---- Reading passage

Annual Meeting Workshop on Property, Wealth
and Inequality

Session Issues – Concurrent Session on Workplace Inequality
Joan Chalmers Williams, American University Washington College of Law

I. Introduction

A. Within the U.S., the feminization of poverty discussion has tended to focus on the disproportionate share of women among the poor

B. This is an important topic but a limited one, in a society with a 13% poverty rate.

C. The discussion on the feminization of poverty in the U.S. needs to learn from international studies, which focuses not only on the disproportionate rate of women among the poor, but more broadly on the relationship of women and wealth. Thus, U.N figures show that not only are women

59% of those in extreme poverty, and
70% of those in poverty, but also that

Women own less than 1/10 of the world's income, and

Less than 1% of the world's wealth

D. What better place to start than with Charlotte Perkins Gilman's Women And Economics — classic treatment of the topic, published in 1898. E. Gilman set the frame within which we consider women and economics even today

Her focus is on women's "dependence." The solution: allow women to work along side of men by professionalizing domestic tasks along the industrial model; houses without kitchens; child care. I have called the Gilman tradition the full commodification model. It is the classic approach to deconstructing domesticity — the breadwinner/housewife model invented in the 19th century

F. Betty Friedan adopted this model in The Feminine Mystique, and it has survived to this day as the mainstream of American feminism.

G. I have argued that this model is flawed because it accepts too readily three basic elements of domesticity.

1. First, it accepts the ideal of a worker who starts to work in early adulthood, and works for 40 years straight, taking no time off for child bearing or child rearing

2. Second, it accepts the dichotomy between home and work, and that notion that family and household work is not "work." Reva Siegel has documented that the economic value of women's household work, which was openly acknowledged before the 19th century, was subsequently erased in law and social practice. Hence the housewife says, "I don't work"; and the value of a wife's services was recognized before the 19th century in ways it became impossible to recover for them after domesticity became established

3. Third, the full commodification model does not contest to privatized frame proposed by domesticity: accepts too readily the notion that reproductive work is a private responsibility, not a public necessity. But this is one of the elements of domesticity that needs to be changed: raising the next generation of citizens is not a private frolic of one's own.

G. This paper will explore a new theoretical framework for analysis of women and economics. I will first sketch this framework; will I then describe each element in a bit more detail; finally, I will propose an analytic for thinking about interventions designed to equalize women's access to wealth.

H. First, the basic sketch. In the U.S., the feminization of poverty discussion has tended to focus on the social safety net. This is an important, on-going discussion: though it needs to be changed in one way. Gender affects children and women in the same way

But note that it affects only women's relationship to a small fraction of our economy. Welfare programs constitute a tiny fraction of the federal budget; much more important are "entitlement" programs such as social security. It makes no sense to focus our attention only on a small fraction of government budgets; we need to bring the analysis of other government programs (now considered topics only of interest to specialists) into the mainstream of gender research. Thus far, the only government program other than welfare that has received extensive gender analysis is tax; critical tax theory can provide many of the tools we need for analysis of the public sector. But most wealth in the U.S. is private, not public. Our analyses of the private sector tends to focus on employment. Yet this focus itself is gendered: the economic status of many women depends not, or not solely, on their employment status. This is because, as I will document below, American women still do 70 - 80% of the child care, and that family work often affects their paid work. Thus to analyze women's relationship to private wealth, we need to examine not only their workforce position but also who owns what within the family.

--------

Required tasks =>
1. Quote the passage of the outline on women and wealth that opens with the words containing "D. What better" and closes with "elements of domesticity.".
2. Which people does the outline on women and wealth name?
The rows have nothing to do with this.

---- Items

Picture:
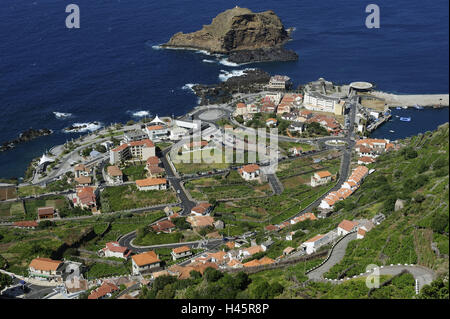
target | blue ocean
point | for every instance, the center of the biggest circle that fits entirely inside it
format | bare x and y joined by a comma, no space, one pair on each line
111,70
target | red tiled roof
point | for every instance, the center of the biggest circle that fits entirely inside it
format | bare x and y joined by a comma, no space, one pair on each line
26,223
163,226
153,160
146,258
115,247
250,168
181,249
150,182
114,171
45,264
86,195
42,211
315,238
347,225
103,290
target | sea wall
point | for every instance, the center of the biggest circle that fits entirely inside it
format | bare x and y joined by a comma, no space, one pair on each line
436,100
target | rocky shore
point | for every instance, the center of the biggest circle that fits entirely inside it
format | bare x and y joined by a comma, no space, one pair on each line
252,81
426,100
25,136
263,55
242,34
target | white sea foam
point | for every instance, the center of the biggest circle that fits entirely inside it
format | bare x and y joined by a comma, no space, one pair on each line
61,115
225,75
228,63
84,127
189,87
141,113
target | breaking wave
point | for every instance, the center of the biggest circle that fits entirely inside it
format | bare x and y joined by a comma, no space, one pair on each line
61,115
141,113
225,75
189,87
83,127
228,63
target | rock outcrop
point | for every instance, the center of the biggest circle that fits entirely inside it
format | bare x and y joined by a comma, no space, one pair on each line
25,136
238,29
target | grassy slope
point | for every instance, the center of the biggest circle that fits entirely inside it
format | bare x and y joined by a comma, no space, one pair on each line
406,235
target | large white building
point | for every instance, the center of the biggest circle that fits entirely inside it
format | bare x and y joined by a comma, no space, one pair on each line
315,101
145,263
250,172
320,178
151,184
114,175
113,249
136,150
279,82
46,268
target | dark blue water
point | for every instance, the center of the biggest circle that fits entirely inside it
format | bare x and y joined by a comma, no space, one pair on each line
421,121
107,70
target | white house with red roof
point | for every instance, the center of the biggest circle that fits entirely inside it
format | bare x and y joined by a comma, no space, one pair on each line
313,244
365,160
250,172
181,252
113,249
201,209
85,197
320,178
361,233
135,150
346,227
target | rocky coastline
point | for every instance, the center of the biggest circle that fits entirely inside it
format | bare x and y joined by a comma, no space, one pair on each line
25,136
241,34
252,81
263,55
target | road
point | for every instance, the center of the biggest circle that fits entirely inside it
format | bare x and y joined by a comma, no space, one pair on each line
186,203
335,257
423,275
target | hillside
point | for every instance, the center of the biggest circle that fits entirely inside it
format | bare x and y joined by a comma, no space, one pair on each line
416,233
416,174
249,36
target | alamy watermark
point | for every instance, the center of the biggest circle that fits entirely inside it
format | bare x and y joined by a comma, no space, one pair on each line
230,146
373,279
73,19
373,19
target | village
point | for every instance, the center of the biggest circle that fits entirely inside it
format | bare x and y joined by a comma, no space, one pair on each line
133,172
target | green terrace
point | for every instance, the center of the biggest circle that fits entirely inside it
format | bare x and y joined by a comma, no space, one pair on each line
125,197
61,238
229,186
418,175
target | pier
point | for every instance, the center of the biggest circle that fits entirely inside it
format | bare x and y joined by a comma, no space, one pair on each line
375,125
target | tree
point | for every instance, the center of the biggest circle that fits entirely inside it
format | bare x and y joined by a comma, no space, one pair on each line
195,274
181,223
100,148
168,292
438,289
45,224
85,152
241,281
141,232
5,281
439,223
212,275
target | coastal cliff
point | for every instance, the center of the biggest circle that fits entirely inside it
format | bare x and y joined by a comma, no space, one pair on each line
25,136
258,36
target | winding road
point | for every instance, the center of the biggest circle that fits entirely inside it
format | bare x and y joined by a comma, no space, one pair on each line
422,275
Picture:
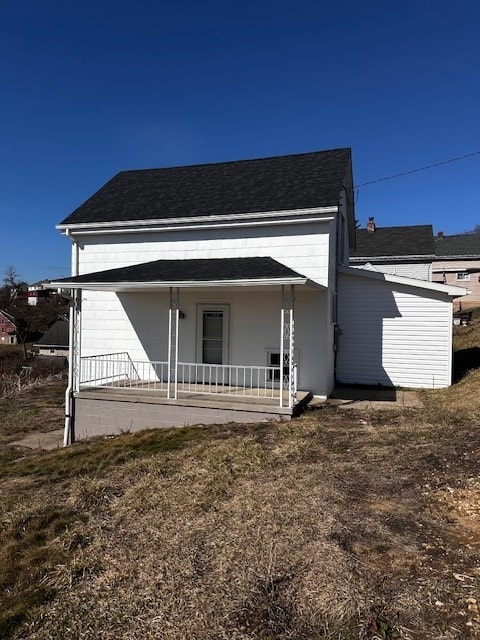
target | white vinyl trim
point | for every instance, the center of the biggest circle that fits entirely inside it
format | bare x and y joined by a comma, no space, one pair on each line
228,225
148,286
199,219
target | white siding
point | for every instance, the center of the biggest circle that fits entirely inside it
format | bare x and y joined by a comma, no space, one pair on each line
393,335
138,323
302,247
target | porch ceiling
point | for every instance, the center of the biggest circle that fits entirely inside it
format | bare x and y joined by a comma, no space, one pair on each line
206,273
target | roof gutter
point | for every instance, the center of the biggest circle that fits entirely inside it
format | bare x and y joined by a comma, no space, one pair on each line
425,257
176,222
184,284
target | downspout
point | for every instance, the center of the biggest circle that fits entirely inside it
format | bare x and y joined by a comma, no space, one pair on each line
69,400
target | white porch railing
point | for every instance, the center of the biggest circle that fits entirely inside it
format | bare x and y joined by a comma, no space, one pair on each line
118,370
229,379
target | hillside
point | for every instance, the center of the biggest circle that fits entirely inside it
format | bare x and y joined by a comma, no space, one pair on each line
341,524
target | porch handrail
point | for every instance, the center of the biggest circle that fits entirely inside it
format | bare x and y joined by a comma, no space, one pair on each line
119,370
229,379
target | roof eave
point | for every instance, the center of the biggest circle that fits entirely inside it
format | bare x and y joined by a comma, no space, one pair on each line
128,287
196,220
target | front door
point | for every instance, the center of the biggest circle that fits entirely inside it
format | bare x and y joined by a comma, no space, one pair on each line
212,333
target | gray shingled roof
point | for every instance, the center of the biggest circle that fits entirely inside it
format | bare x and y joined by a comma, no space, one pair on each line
458,246
200,270
56,336
247,186
395,241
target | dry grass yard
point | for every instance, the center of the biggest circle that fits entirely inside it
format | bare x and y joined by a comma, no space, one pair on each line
345,525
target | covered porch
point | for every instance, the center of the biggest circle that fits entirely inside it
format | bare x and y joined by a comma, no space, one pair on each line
242,358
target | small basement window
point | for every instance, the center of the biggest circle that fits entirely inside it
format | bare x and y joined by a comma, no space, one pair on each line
274,361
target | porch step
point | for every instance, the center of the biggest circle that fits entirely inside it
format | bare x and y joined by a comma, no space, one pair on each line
247,404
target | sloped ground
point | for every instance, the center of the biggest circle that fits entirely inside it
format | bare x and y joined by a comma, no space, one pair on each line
346,525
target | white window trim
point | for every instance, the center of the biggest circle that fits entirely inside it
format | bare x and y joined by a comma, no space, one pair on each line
211,306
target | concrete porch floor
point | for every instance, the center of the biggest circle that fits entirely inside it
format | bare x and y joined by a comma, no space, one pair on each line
227,401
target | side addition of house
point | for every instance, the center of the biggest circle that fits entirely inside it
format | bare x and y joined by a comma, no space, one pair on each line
402,251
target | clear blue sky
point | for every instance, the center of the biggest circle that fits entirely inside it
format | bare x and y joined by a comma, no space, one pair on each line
91,88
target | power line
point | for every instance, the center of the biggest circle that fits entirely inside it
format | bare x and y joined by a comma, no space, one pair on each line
406,173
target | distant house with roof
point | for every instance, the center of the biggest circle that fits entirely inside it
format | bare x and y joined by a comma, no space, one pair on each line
8,328
38,291
55,341
457,262
406,251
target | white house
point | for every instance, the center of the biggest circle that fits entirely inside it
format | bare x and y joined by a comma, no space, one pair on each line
218,292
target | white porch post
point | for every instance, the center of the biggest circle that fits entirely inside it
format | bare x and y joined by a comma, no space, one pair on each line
287,345
173,316
74,363
77,337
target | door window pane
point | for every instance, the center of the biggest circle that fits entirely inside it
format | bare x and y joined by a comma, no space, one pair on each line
212,347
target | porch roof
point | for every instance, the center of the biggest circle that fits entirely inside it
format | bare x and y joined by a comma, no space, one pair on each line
215,272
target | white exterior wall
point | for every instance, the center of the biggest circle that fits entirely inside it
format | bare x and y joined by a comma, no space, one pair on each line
416,270
302,247
138,323
392,334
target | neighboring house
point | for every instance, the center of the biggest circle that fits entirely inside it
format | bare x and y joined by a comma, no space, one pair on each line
457,262
403,251
54,342
220,292
7,328
37,291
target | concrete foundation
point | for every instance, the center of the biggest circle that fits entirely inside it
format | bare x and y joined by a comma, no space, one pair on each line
99,416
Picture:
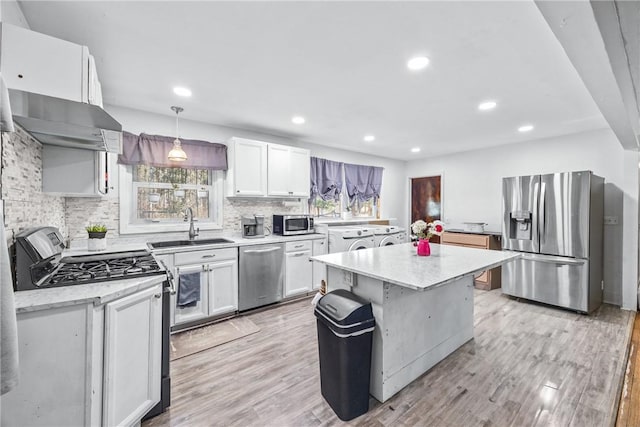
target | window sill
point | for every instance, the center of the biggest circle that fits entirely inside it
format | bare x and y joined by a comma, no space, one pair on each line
151,227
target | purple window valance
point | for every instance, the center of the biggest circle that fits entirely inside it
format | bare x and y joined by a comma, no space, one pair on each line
153,150
326,179
363,182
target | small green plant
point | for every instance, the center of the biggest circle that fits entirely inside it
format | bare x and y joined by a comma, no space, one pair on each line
96,228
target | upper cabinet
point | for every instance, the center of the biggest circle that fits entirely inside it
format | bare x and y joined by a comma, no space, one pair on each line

--------

Outputs in order =>
1.
D. What better place to start than with Charlotte Perkins Gilman's Women And Economics — classic treatment of the topic, published in 1898. E. Gilman set the frame within which we consider women and economics even today

Her focus is on women's "dependence." The solution: allow women to work along side of men by professionalizing domestic tasks along the industrial model; houses without kitchens; child care. I have called the Gilman tradition the full commodification model. It is the classic approach to deconstructing domesticity — the breadwinner/housewife model invented in the 19th century

F. Betty Friedan adopted this model in The Feminine Mystique, and it has survived to this day as the mainstream of American feminism.

G. I have argued that this model is flawed because it accepts too readily three basic elements of domesticity.

2.
Joan Chalmers Williams
Charlotte Perkins Gilman
Betty Friedan
Reva Siegel